▸ REQUIREMENT
For the September 5, 2009 diary entry below, decide whether each statement agrees with the entry: (a) The jogging stroller came from a yard sale and cost $30. (b) Henry stayed calm while the car sat idling in the drive-thru line. (c) Everyone finished watching 17 Again that evening. For each, answer yes or no and quote the words from the entry that settle it.

[TEXT FOR ANALYSIS — start]

Saturday, September 5, 2009

Saturday September 5


Today at 11am, Henry and I dropped Phillip off at Annie's house. He is going to be gone all day. It's just Henry and me. This was the first time I drove with him and we were all alone. Let me tell you, he really likes the car when its moving, but let's say you go to the Starbucks drive thru and you have to wait in the line, then your son starts to cry every time you idle. It was a good experiment.

So it was just the two of us. We went to Odyssey video. We spent a lot of time on the phone talking to Sharon AND we bought a jogging stroller at a yard sale for $30! JACKPOT! I needed this so when Henry can hold his head up, we are going to make sure I fit into my pants before I have to go back to work!

Mike came by in the afternoon to help out and we talked about the elaborate bachelor party weekend he was participating in. Amanda brought dinner and we hung out with Patty for a while. Then we all tried to watch 17 Again, but it got late and Henry needed to eat and sleep.

[TEXT FOR ANALYSIS — finish]
[INFORMATION SHOWN — start]

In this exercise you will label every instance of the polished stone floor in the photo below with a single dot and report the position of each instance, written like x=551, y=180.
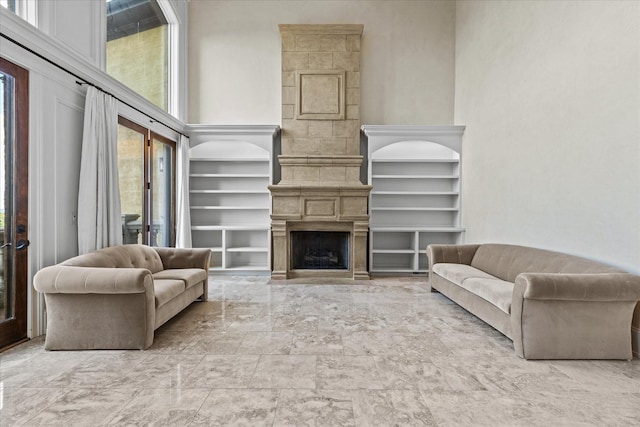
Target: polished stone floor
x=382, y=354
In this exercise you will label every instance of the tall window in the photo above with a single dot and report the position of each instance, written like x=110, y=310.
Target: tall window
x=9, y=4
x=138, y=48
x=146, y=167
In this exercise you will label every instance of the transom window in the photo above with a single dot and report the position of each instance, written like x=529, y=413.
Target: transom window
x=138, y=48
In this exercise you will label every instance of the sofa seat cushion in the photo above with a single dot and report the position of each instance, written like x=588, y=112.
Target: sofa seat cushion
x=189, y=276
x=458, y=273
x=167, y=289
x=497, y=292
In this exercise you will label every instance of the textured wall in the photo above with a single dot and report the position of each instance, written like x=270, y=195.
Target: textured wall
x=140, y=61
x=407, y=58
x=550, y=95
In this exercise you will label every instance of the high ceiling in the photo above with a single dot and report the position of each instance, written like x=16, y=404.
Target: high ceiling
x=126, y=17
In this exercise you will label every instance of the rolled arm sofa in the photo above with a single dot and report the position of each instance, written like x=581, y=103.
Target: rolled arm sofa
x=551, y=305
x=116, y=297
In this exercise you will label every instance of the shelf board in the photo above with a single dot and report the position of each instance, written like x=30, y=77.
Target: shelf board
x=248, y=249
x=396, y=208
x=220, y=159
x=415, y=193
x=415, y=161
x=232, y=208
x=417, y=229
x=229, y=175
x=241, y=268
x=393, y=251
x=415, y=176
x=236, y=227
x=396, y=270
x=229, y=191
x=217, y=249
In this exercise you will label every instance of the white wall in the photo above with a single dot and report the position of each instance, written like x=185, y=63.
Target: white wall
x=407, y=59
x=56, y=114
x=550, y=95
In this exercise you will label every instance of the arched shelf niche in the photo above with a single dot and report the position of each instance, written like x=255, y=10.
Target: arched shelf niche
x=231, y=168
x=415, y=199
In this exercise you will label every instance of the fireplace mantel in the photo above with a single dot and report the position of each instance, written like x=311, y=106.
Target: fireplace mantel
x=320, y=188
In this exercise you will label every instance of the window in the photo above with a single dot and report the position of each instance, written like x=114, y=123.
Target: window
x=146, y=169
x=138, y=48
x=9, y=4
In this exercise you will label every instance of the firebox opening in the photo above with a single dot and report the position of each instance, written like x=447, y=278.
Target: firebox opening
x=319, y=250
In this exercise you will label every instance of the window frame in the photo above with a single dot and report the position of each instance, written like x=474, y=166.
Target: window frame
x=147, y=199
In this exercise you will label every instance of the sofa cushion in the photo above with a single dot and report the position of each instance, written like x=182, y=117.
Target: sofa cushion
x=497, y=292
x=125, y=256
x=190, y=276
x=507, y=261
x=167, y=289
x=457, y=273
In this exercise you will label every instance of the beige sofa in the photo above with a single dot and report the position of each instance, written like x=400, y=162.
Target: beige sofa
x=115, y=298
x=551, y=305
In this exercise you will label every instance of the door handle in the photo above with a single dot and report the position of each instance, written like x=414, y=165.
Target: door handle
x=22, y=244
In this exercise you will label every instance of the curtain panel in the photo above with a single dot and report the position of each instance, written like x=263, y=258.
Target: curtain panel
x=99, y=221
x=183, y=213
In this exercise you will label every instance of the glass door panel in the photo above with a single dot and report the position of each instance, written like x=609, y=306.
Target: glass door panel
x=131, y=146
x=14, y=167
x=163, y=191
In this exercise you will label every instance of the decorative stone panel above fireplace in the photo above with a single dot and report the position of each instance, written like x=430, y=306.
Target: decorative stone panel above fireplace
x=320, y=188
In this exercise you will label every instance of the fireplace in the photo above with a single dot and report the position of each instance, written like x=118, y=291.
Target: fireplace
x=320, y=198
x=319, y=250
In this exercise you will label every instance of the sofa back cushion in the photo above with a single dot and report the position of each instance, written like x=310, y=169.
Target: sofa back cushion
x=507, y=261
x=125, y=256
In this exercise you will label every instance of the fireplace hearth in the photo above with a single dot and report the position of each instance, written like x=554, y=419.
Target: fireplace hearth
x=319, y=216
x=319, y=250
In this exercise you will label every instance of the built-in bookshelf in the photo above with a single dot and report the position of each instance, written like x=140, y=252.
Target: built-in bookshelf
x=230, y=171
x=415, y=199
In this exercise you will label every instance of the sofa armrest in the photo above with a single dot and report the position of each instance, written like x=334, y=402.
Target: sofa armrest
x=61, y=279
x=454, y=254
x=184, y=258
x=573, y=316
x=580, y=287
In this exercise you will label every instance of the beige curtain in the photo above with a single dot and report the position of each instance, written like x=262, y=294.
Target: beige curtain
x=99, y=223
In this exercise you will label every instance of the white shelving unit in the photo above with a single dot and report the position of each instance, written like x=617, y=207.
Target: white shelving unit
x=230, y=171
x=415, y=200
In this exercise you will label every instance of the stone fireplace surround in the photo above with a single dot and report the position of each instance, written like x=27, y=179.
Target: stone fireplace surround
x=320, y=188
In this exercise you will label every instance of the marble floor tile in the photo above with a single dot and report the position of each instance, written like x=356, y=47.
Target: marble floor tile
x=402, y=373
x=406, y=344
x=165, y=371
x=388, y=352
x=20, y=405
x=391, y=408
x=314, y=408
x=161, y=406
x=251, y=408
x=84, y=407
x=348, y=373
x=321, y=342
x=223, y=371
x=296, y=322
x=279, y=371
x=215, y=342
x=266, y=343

[INFORMATION SHOWN — finish]
[INFORMATION SHOWN — start]

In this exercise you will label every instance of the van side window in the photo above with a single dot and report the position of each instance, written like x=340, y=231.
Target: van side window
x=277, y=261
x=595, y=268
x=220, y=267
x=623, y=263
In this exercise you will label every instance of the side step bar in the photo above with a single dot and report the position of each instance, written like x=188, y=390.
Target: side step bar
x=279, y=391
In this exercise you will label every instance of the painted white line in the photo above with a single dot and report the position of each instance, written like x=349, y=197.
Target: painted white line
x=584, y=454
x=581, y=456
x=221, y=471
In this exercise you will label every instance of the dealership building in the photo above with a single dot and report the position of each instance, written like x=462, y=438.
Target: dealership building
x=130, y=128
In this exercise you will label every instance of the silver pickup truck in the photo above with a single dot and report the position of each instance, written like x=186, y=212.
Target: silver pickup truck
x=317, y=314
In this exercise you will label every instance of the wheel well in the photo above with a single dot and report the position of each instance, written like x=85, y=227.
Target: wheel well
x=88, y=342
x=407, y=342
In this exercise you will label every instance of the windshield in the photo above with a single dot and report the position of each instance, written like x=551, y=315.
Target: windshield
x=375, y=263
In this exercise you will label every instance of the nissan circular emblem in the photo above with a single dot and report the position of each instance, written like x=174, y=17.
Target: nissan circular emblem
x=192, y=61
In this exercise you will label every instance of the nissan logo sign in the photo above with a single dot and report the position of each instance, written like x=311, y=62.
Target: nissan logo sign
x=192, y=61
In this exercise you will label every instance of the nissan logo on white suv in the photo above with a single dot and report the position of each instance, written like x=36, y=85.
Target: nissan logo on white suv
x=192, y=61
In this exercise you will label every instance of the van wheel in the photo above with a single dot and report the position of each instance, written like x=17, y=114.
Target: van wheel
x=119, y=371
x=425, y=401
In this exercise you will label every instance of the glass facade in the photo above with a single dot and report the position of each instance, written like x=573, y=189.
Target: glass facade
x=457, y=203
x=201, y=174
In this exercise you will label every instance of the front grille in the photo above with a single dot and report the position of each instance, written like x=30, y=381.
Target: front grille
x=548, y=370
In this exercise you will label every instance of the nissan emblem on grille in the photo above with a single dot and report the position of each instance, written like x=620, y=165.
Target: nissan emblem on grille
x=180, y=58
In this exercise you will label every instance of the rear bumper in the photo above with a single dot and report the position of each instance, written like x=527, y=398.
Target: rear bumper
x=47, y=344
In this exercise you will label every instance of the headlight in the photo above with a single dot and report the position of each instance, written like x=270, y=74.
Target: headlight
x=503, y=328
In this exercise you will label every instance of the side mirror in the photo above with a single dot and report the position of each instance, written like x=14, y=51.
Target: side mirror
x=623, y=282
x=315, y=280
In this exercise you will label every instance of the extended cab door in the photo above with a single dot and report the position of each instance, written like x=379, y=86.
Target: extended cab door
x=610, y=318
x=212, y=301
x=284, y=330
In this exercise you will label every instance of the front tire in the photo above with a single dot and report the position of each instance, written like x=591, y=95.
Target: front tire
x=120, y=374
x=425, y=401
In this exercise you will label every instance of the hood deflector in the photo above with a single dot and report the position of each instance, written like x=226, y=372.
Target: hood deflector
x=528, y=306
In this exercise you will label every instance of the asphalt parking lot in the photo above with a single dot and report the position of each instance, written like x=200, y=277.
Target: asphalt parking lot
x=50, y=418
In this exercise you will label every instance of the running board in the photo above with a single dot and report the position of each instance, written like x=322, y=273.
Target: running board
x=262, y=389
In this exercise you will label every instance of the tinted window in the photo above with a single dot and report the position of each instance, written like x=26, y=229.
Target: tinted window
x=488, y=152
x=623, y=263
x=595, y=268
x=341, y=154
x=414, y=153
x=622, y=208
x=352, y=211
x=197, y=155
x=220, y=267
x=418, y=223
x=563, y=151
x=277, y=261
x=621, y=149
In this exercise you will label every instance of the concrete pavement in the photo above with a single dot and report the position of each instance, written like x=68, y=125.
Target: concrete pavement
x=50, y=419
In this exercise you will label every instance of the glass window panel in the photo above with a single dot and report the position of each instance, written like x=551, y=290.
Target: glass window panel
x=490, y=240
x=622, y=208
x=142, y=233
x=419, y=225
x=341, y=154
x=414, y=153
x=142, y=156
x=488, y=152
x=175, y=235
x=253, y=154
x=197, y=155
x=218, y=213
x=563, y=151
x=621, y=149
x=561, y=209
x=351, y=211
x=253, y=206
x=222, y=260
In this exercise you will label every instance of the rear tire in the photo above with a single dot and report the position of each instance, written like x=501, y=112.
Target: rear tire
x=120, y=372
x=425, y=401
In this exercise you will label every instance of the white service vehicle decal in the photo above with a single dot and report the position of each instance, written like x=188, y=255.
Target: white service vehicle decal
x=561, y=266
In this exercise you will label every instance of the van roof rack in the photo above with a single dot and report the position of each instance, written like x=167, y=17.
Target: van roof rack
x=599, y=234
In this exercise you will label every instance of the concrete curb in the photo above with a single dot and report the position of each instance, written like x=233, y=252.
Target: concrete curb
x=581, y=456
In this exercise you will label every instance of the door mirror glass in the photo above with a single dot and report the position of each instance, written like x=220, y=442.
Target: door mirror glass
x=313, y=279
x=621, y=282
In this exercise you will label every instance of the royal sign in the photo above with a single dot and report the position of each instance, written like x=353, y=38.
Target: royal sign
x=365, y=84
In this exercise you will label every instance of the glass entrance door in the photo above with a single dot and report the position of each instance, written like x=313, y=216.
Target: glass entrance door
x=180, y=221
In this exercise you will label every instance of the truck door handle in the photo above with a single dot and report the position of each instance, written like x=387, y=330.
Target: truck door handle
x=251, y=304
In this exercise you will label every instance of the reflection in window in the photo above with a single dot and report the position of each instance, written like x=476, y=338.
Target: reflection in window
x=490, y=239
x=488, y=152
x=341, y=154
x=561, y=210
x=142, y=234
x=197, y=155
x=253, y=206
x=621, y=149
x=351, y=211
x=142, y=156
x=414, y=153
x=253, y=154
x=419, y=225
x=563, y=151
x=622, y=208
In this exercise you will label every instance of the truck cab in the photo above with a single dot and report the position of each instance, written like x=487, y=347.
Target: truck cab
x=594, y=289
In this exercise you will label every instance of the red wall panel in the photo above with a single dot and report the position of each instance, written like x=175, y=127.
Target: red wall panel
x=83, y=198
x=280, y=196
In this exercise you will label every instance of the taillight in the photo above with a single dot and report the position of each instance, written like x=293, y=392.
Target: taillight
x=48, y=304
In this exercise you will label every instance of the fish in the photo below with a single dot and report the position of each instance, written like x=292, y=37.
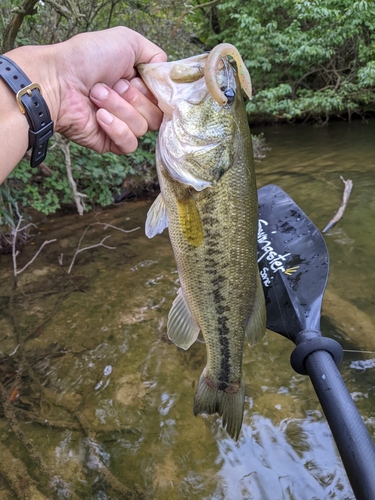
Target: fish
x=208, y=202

[INFORMATION SHOWN — finish]
[INFORMATION SHOWN — start]

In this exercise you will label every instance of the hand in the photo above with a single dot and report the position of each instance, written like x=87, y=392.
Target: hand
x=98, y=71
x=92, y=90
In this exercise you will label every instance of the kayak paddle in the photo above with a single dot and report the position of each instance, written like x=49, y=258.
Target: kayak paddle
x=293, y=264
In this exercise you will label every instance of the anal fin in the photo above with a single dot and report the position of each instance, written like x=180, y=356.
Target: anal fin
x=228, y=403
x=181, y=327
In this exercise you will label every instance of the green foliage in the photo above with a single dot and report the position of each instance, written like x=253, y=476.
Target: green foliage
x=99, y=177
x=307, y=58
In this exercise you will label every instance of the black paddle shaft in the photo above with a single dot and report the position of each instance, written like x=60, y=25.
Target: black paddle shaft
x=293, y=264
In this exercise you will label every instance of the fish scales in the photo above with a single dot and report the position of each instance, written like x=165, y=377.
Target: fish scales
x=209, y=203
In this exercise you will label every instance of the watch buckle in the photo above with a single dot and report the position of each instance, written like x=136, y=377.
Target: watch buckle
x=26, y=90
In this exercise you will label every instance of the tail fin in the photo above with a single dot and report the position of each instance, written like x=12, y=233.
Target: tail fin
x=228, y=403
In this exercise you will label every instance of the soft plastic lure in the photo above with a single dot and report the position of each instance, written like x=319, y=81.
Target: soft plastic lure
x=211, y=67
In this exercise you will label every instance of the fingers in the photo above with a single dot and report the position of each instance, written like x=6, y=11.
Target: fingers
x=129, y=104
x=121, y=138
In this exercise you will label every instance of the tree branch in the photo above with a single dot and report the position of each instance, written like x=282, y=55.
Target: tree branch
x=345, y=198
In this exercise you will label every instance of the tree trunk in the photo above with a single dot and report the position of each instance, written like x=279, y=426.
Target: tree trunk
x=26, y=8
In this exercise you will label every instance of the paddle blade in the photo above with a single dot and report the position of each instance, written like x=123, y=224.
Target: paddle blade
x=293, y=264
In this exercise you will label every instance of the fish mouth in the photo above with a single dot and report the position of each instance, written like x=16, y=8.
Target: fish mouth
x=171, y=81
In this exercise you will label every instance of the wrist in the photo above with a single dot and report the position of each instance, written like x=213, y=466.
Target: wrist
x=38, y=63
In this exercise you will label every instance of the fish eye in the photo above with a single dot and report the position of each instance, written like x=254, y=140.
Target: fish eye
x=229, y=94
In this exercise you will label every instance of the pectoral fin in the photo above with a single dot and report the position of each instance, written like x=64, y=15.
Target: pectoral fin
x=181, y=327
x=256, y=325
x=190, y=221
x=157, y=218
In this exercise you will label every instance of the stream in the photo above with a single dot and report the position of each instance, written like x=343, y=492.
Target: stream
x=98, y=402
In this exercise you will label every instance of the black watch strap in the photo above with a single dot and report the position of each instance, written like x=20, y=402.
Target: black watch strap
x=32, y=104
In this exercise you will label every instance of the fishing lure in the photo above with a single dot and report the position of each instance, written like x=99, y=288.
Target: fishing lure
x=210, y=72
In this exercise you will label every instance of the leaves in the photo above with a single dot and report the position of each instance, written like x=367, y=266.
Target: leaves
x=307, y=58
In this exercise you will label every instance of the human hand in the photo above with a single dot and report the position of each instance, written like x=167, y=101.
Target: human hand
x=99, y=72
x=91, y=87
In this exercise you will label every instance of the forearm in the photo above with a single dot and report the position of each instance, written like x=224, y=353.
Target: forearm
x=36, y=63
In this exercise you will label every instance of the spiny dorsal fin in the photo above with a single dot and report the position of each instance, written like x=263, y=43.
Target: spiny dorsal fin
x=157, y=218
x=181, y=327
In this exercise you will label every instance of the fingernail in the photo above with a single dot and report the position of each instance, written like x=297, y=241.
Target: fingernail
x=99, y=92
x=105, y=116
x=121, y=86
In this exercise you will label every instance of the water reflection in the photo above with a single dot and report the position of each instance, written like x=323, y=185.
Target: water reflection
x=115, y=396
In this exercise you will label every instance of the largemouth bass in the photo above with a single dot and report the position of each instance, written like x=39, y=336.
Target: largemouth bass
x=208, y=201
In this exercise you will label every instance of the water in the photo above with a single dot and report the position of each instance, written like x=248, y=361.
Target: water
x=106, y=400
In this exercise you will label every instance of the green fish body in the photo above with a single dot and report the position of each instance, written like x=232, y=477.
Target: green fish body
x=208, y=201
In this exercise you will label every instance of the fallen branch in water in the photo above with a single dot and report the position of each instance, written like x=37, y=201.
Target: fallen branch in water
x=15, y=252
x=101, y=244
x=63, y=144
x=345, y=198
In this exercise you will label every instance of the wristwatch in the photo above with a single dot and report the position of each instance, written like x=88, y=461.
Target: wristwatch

[INFORMATION SHOWN — finish]

▸ OUTPUT FOR THIS TASK
(a) Yes: "we bought a jogging stroller at a yard sale for $30!"
(b) No: "your son starts to cry every time you idle."
(c) No: "we all tried to watch 17 Again, but it got late and Henry needed to eat and sleep."